■ **Your objective**
Only the pictures should be dropped; every line of the data must come back exactly as written.
-- Opening Marker --
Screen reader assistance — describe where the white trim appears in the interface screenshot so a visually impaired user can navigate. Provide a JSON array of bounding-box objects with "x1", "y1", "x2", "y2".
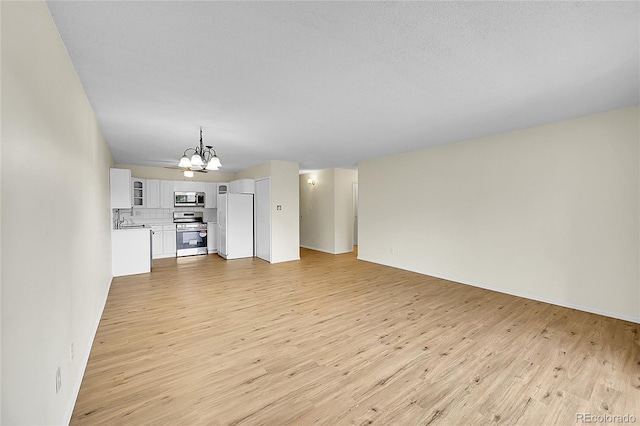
[
  {"x1": 300, "y1": 245, "x2": 354, "y2": 255},
  {"x1": 64, "y1": 275, "x2": 114, "y2": 425},
  {"x1": 153, "y1": 253, "x2": 178, "y2": 259},
  {"x1": 300, "y1": 245, "x2": 334, "y2": 254},
  {"x1": 270, "y1": 257, "x2": 301, "y2": 264},
  {"x1": 357, "y1": 256, "x2": 640, "y2": 324}
]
-- Closing Marker --
■ **Written response**
Screen reader assistance — describe where the white trim appears in the interface screenshot so a visually impaired user can navigate. Provide a JSON array of bounding-box objects with "x1", "y1", "x2", "y2".
[
  {"x1": 300, "y1": 245, "x2": 354, "y2": 255},
  {"x1": 64, "y1": 275, "x2": 114, "y2": 425},
  {"x1": 153, "y1": 253, "x2": 178, "y2": 259},
  {"x1": 300, "y1": 245, "x2": 334, "y2": 254},
  {"x1": 270, "y1": 257, "x2": 301, "y2": 264},
  {"x1": 357, "y1": 256, "x2": 640, "y2": 324}
]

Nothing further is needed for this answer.